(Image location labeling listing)
━━━━━━━━━━━━━━━━

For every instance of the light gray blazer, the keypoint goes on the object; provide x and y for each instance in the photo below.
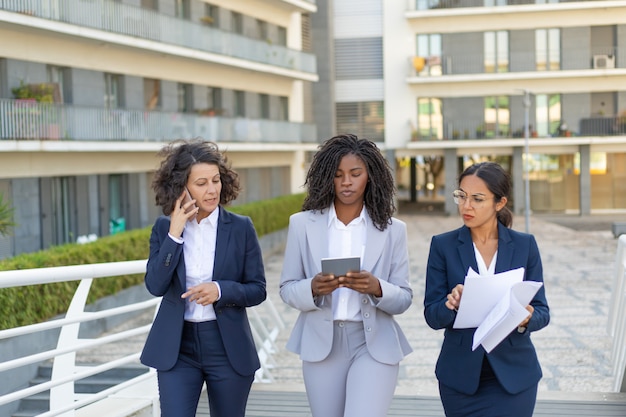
(386, 257)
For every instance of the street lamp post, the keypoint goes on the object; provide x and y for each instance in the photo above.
(526, 101)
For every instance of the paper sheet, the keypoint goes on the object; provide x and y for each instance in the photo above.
(481, 294)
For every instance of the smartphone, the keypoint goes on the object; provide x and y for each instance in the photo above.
(187, 199)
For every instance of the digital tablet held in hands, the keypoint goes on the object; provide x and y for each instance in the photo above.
(341, 266)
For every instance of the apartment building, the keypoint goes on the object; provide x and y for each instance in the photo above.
(90, 90)
(442, 83)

━━━━━━━━━━━━━━━━

▶ WHAT TO PRODUCE
Can you copy out the whole listing above word for word, without the pictures?

▶ RESPONSE
For every instance of the light gray blazer, the keypoint goes on the object; provide x and y for each instance in the photo below.
(386, 257)
For every instance of the street lamp post, the keypoint goes on the object; provide x and y for each instance in the photo above.
(526, 101)
For every instance of the paper sheet, the keypoint goes on the object; provide x and y for each instance in the photo above.
(481, 294)
For every instance of the smartphone, the keypoint goes on the object; provide x and y for each instance in the photo above.
(187, 199)
For every instance of the digital tablet held in hands, the keypoint goes on the object; provide x and y for each instance in the photo above.
(341, 266)
For every instance of the apartment building, the keypoint goes on the object; provide x and y for each instance in the photo above.
(90, 90)
(442, 83)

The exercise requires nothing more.